> RECORD SET
.....

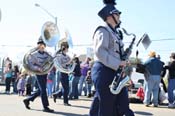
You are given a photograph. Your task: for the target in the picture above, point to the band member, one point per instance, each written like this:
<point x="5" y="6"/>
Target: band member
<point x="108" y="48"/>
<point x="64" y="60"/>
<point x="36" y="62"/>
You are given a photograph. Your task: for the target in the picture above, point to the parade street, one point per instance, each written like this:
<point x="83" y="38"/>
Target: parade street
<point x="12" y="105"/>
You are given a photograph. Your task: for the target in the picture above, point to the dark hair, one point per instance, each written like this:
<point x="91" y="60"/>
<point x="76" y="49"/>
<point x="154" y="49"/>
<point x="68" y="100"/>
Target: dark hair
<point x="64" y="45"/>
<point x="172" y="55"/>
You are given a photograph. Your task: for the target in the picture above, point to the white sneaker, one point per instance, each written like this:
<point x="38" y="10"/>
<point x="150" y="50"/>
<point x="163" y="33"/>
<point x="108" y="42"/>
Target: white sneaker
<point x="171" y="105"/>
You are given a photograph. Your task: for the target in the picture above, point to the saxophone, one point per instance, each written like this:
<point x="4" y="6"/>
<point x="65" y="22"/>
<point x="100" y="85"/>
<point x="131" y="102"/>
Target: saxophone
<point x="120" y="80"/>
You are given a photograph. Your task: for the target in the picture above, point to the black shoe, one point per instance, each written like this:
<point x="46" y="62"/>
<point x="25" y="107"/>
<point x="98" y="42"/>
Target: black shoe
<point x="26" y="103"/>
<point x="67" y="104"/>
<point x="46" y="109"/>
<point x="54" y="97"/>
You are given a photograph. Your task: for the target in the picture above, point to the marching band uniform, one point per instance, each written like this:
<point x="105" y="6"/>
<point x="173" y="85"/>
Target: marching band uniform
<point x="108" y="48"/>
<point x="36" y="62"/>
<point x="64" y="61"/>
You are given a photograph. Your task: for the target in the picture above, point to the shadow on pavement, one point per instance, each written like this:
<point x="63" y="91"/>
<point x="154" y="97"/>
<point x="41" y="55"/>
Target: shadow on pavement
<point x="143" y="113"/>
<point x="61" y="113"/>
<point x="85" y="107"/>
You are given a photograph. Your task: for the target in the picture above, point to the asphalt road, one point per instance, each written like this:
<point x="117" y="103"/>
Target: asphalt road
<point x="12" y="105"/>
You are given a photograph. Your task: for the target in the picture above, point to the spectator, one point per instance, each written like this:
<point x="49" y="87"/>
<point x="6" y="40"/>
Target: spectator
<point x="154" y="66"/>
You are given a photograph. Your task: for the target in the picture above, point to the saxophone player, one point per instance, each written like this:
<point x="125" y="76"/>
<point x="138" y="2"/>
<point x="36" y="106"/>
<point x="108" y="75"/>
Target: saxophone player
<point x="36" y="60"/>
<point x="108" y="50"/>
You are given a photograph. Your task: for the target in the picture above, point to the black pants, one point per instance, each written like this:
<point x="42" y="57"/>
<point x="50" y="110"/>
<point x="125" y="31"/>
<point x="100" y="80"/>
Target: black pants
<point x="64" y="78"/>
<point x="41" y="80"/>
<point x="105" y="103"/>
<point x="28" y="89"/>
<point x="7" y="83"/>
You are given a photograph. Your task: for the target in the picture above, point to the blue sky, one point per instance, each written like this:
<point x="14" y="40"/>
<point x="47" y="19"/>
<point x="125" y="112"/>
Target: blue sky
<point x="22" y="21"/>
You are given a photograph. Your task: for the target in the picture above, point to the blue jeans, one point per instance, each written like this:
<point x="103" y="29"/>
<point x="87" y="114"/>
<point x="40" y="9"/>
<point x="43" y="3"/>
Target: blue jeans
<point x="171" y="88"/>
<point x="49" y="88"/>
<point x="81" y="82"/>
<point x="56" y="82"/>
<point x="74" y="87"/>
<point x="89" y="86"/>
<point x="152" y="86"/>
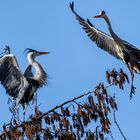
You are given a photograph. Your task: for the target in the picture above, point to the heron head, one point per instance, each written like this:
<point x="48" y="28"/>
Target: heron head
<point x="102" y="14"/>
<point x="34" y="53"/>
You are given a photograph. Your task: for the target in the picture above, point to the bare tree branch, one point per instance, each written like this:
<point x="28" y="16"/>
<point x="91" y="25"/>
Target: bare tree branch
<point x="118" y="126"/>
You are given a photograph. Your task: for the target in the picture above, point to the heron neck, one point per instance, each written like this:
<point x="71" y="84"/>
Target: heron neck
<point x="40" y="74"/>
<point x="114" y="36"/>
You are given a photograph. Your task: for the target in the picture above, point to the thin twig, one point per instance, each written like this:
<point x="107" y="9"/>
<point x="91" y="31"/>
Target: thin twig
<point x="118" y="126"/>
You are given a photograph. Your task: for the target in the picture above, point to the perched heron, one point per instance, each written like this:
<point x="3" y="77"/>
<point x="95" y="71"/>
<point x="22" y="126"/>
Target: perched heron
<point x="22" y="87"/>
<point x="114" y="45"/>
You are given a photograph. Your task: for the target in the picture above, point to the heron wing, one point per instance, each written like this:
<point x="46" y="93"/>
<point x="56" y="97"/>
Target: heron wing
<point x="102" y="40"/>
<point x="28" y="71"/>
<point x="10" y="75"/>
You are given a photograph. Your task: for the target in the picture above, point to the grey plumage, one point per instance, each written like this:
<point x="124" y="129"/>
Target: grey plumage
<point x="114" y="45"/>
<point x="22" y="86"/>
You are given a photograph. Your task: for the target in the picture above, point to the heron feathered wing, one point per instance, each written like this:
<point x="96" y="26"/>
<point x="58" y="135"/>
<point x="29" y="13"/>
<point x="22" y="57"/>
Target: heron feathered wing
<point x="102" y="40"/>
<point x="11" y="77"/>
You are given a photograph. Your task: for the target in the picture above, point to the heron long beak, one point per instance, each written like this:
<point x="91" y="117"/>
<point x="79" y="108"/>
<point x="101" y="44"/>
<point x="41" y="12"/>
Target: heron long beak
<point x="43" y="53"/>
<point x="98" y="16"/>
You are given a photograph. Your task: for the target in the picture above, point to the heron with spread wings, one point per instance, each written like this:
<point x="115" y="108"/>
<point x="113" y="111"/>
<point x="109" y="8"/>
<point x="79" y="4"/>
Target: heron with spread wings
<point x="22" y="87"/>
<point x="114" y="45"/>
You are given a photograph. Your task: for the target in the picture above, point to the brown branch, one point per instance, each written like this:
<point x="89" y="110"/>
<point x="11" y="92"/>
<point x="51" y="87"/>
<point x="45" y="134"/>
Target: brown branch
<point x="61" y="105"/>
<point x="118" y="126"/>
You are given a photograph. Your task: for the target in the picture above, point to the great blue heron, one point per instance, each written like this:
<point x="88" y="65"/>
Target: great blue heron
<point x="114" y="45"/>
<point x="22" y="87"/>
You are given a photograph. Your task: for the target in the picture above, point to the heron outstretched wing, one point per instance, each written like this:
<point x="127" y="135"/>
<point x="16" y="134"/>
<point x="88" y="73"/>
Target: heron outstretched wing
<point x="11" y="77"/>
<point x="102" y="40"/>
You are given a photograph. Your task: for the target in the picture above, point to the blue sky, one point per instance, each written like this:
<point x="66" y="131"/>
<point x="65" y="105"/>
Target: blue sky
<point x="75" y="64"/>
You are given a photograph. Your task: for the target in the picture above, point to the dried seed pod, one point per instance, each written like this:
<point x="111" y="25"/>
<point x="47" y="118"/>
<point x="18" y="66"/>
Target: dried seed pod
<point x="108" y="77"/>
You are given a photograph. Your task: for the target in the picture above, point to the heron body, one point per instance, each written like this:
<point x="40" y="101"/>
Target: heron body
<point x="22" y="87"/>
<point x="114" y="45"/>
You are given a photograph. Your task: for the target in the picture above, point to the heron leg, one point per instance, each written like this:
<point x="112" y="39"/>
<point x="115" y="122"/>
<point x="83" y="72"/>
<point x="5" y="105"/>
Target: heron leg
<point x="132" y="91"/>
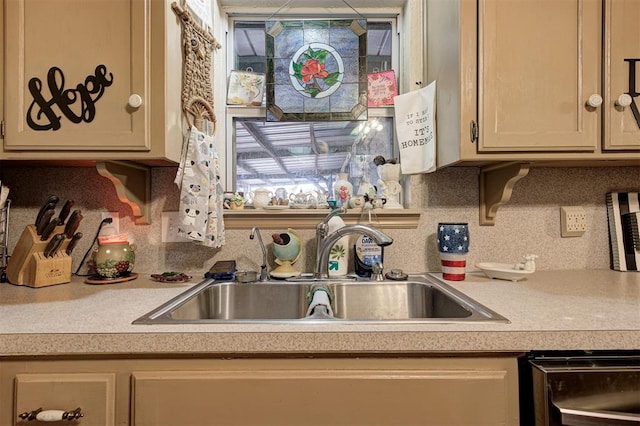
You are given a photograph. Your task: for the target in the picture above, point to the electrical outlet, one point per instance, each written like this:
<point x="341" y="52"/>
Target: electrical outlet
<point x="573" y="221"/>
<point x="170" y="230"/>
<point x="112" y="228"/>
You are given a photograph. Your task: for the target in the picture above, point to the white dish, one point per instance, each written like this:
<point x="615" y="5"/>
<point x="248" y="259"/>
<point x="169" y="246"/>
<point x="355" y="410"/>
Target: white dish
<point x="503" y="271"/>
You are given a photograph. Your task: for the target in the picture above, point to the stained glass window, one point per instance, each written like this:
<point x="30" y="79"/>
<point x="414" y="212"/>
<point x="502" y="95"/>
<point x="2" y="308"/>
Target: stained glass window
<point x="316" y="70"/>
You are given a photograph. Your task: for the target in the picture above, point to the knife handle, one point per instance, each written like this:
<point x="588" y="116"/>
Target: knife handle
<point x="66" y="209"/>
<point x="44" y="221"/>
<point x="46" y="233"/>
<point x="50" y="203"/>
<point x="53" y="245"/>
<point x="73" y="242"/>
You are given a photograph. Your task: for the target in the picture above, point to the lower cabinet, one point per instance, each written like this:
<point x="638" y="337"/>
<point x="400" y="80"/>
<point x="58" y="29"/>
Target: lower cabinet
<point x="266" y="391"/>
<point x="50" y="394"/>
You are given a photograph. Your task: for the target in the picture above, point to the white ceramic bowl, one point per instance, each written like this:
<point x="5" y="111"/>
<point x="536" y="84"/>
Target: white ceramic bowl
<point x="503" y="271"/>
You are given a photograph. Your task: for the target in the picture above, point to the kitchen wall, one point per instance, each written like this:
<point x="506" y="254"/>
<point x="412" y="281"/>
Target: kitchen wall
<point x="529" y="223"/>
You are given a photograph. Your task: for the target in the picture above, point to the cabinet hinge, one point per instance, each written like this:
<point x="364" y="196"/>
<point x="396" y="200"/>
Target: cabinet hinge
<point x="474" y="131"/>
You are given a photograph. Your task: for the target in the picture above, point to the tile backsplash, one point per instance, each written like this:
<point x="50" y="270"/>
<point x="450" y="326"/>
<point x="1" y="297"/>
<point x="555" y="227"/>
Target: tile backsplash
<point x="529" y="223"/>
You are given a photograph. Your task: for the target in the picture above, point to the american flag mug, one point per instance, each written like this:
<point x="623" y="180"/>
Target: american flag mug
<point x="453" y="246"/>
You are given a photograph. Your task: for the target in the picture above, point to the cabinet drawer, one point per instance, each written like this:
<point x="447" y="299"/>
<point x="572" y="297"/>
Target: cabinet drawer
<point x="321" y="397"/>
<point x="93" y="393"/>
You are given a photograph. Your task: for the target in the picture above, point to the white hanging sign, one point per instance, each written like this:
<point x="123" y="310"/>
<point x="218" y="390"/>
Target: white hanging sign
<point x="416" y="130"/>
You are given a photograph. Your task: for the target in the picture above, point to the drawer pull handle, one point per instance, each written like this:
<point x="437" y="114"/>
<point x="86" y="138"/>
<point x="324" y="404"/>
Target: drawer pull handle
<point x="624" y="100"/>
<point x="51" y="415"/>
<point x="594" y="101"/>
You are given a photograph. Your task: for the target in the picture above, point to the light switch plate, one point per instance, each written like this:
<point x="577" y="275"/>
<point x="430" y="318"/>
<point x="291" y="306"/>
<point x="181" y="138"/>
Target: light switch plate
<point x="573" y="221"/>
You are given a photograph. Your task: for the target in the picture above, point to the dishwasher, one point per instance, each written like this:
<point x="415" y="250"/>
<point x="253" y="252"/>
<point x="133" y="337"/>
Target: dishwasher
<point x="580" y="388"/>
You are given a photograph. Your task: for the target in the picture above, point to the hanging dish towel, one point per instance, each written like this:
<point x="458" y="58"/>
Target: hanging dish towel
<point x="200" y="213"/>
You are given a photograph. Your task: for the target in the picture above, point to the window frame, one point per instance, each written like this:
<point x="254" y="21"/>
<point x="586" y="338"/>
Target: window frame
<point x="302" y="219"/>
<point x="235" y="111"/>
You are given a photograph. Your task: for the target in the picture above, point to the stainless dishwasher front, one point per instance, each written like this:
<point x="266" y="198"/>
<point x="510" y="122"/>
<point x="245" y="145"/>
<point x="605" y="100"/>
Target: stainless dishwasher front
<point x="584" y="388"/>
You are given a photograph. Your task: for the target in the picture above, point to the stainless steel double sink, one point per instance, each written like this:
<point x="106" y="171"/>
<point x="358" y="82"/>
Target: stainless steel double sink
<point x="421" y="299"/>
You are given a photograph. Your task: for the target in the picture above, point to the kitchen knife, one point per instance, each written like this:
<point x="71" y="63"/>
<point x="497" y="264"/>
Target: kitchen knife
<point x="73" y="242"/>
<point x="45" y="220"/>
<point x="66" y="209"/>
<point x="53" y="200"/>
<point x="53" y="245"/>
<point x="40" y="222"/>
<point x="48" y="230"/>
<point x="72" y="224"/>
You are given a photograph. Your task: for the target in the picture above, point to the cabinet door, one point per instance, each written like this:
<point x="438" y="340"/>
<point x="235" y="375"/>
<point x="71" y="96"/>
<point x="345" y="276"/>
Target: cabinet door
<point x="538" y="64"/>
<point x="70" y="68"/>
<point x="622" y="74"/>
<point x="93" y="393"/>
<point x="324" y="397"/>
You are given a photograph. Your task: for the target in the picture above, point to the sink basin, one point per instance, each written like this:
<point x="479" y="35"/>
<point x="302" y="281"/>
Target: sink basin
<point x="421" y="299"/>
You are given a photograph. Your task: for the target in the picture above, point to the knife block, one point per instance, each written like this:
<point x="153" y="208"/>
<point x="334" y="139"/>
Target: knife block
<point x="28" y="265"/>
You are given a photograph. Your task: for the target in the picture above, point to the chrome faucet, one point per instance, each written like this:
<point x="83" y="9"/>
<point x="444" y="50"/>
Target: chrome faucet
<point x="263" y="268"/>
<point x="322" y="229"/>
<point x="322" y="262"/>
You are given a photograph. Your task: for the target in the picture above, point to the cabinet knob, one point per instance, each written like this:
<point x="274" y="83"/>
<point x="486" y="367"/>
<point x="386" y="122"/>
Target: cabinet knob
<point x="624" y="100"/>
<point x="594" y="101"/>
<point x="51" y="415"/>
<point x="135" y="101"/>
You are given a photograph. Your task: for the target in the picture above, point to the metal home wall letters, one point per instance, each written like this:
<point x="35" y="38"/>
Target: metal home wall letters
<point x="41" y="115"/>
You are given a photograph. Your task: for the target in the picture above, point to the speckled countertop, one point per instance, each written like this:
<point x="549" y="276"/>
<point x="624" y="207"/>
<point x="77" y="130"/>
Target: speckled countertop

.....

> PROBLEM TO WORK ON
In the entries above, find each line with the word "speckled" and return it.

> TASK SOLUTION
You are given a photograph. Your task: for the target in the picture above, point to the speckled countertop, one point per instance, each written like this:
Target: speckled countertop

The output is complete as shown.